課題一覧
• 1. 生前贈与についての文章をもとに、次の問いに答えてください。
(a) 財産を受け取る側は何と呼ばれるか。
(b) 暦年課税では、1年間の贈与額がいくら以下なら非課税となるか。
(c) 相続時精算課税では、合計額がいくらを超えるまで贈与税が非課税となるか。
• 2. 生前贈与についての文章から、「生前贈与することで、贈与者が」から「ありますので注意が必要です。」までの部分を、一字も変えずに書き写してください。

ページ
★ ★ ★

次の章からは、生前贈与と相続について詳しく説明していきます。
生前贈与とは
生前贈与とは、自分が生きているうちに自分の財産を無償で他者に渡すことです。財産を渡す側を「贈与者」、受け取る側を「受贈者」と呼びます。
生前贈与することで、贈与者が亡くなった時の相続財産を減らすことができ、相続税の軽減につなげることができます。ただし、贈与された側は贈与税の支払い義務が生じることがあります。
贈与税の課税方法には、「暦年課税」「相続時精算課税」の2つの方法があります。
暦年課税
暦年課税とは、ひとりの人が1年間(1月1日~12月31日)に贈与を受けた金額が110万円を超えた分について贈与税が課税される方法です。
1年間の贈与額が110万円以下であった場合は非課税となりますので、計画的に毎年110万円を超えない範囲で贈与していくことで、相続財産を減らすことができます。ただし、毎年決まった金額を決まった時期に受け取っている場合、「定期贈与」とみなされ、贈与税の課税対象とされる場合がありますので注意が必要です。
また、贈与者が死亡する前3年以内に行った贈与に対しては、基礎控除額である110万円以下の金額であっても相続税の課税対象とみなされます。
相続時精算課税
相続時精算課税とは、税務署へ申告することで選択することができる贈与税の課税方法です。60歳以上の親や祖父母から18歳以上の子や孫に対して贈与を行う場合、複数年に渡り合計額が2,500万円を超えるまでは贈与税は非課税となります。

★ ★ ★

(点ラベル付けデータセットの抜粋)
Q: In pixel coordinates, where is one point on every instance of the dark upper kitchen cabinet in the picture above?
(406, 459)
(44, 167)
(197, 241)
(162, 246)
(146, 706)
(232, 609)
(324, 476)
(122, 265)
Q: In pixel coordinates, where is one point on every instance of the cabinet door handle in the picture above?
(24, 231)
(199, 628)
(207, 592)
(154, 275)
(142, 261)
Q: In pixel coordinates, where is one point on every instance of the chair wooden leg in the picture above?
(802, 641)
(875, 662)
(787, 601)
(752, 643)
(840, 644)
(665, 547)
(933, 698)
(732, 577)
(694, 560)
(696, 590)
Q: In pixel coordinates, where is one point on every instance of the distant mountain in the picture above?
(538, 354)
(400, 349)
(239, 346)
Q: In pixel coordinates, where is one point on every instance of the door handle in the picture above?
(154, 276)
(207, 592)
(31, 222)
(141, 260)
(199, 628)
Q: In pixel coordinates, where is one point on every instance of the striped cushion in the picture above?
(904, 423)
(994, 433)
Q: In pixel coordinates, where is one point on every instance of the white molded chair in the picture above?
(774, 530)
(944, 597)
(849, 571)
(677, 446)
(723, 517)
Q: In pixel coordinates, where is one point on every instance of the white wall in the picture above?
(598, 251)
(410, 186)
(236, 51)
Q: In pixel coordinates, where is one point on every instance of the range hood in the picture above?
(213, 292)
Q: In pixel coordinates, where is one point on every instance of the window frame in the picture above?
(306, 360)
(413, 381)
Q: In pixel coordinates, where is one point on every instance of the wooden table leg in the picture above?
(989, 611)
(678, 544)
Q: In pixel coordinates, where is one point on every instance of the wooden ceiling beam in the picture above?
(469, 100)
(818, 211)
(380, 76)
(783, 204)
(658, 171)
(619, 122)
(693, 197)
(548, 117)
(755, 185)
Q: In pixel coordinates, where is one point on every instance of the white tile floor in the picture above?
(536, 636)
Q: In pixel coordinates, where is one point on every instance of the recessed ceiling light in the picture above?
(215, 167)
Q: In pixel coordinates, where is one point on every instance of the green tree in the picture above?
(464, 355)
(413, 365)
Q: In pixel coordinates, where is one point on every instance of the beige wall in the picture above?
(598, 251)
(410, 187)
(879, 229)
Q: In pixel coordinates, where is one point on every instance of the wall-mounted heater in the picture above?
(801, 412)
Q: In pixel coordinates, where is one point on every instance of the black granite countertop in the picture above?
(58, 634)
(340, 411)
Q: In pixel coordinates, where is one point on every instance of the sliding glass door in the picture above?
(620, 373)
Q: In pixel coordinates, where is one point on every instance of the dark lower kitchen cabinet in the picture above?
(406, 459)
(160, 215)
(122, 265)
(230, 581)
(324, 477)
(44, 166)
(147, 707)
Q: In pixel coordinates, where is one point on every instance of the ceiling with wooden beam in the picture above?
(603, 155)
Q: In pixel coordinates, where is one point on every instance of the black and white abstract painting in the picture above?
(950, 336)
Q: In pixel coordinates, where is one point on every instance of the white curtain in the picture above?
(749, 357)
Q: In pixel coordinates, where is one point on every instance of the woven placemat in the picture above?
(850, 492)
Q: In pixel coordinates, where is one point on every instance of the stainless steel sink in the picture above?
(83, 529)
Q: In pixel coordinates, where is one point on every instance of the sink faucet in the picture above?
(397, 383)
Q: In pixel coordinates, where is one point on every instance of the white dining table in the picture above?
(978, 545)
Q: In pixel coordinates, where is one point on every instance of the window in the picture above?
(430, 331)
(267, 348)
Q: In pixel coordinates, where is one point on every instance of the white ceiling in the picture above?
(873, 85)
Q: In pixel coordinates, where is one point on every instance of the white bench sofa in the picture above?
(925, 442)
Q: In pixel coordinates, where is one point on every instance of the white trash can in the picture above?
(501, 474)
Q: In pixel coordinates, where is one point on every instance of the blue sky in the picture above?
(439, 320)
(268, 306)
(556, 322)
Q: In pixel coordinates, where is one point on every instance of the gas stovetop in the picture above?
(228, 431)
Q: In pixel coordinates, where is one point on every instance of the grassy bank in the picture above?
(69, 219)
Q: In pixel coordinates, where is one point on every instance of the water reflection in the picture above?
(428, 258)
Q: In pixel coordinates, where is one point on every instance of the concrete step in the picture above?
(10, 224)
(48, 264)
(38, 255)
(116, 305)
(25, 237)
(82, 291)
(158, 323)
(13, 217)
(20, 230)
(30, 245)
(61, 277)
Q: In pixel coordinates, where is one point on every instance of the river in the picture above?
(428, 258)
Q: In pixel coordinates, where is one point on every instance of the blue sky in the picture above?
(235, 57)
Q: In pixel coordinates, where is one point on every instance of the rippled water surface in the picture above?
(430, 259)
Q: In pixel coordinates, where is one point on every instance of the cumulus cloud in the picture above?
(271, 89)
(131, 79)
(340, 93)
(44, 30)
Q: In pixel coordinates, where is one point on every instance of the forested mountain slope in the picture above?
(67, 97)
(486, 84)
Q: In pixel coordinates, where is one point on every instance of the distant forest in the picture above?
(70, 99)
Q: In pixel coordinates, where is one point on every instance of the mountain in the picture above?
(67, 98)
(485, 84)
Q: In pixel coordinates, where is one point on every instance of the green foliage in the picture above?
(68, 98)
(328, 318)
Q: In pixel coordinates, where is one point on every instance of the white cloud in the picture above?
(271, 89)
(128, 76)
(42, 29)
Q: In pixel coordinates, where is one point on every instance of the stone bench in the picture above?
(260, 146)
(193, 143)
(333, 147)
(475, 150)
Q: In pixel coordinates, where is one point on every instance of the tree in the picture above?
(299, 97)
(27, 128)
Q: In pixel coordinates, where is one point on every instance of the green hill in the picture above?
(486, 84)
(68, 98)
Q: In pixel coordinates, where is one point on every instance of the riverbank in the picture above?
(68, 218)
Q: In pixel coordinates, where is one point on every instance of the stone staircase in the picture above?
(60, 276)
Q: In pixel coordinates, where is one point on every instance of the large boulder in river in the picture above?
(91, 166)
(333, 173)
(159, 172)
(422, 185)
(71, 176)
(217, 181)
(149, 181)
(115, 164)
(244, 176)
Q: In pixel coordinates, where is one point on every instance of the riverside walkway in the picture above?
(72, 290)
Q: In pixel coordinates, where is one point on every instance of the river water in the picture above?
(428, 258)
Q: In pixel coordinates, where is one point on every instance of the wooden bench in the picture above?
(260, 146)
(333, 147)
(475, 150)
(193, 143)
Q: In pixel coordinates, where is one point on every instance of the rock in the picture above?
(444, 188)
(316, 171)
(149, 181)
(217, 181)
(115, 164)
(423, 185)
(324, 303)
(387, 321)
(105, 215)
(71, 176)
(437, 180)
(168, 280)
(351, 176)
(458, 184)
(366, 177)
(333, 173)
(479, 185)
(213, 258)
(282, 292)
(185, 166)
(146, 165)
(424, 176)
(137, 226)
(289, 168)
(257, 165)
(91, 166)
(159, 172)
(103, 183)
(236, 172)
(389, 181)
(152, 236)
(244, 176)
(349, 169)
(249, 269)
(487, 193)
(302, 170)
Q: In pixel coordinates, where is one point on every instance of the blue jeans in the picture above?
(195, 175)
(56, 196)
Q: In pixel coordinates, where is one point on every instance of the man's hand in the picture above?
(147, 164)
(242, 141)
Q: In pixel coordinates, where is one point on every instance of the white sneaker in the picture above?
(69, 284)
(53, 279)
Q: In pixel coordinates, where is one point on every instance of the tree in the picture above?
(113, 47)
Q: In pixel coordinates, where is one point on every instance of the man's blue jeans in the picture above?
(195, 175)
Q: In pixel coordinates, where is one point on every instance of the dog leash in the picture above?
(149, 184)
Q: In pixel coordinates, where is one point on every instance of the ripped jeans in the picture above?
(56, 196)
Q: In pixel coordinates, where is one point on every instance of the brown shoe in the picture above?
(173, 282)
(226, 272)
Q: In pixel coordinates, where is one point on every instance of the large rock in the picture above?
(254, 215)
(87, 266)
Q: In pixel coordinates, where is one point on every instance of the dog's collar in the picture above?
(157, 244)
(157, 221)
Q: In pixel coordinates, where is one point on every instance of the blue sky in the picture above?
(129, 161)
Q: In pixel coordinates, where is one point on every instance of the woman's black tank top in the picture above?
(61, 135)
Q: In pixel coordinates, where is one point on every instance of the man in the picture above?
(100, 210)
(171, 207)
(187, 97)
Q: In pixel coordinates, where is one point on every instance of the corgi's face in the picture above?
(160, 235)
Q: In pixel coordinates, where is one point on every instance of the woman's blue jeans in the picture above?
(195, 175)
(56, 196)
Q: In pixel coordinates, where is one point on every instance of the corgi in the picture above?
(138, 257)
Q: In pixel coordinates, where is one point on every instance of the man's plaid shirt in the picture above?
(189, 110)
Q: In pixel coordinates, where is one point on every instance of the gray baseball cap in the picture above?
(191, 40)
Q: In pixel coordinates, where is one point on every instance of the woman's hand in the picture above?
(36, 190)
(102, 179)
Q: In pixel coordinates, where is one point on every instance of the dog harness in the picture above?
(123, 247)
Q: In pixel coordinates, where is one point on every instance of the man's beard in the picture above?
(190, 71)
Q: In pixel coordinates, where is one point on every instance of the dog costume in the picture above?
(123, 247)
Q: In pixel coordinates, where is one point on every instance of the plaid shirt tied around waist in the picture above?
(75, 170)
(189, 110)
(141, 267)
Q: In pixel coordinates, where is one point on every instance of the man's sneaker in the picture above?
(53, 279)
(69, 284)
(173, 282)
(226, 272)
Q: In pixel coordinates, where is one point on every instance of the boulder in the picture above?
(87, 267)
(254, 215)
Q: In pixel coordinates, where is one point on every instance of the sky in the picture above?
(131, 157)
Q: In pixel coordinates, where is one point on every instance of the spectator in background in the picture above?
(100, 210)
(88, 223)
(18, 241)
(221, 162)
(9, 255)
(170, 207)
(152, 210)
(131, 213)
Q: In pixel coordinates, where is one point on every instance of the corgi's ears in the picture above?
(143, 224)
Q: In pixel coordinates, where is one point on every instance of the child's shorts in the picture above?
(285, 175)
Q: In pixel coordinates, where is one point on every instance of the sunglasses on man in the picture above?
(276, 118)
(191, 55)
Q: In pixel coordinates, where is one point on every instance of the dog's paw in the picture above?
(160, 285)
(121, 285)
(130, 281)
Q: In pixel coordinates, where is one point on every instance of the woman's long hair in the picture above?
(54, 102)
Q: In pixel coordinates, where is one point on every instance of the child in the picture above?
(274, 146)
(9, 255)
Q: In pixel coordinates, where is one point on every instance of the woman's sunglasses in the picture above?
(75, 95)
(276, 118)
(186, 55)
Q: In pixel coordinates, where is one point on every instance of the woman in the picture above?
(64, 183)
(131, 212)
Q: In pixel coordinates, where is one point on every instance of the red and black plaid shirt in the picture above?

★ ★ ★

解答
• 1.
(a) 受贈者
(b) 110万円
(c) 2,500万円

• 2.
生前贈与することで、贈与者が亡くなった時の相続財産を減らすことができ、相続税の軽減につなげることができます。ただし、贈与された側は贈与税の支払い義務が生じることがあります。
贈与税の課税方法には、「暦年課税」「相続時精算課税」の2つの方法があります。
暦年課税
暦年課税とは、ひとりの人が1年間(1月1日~12月31日)に贈与を受けた金額が110万円を超えた分について贈与税が課税される方法です。
1年間の贈与額が110万円以下であった場合は非課税となりますので、計画的に毎年110万円を超えない範囲で贈与していくことで、相続財産を減らすことができます。ただし、毎年決まった金額を決まった時期に受け取っている場合、「定期贈与」とみなされ、贈与税の課税対象とされる場合がありますので注意が必要です。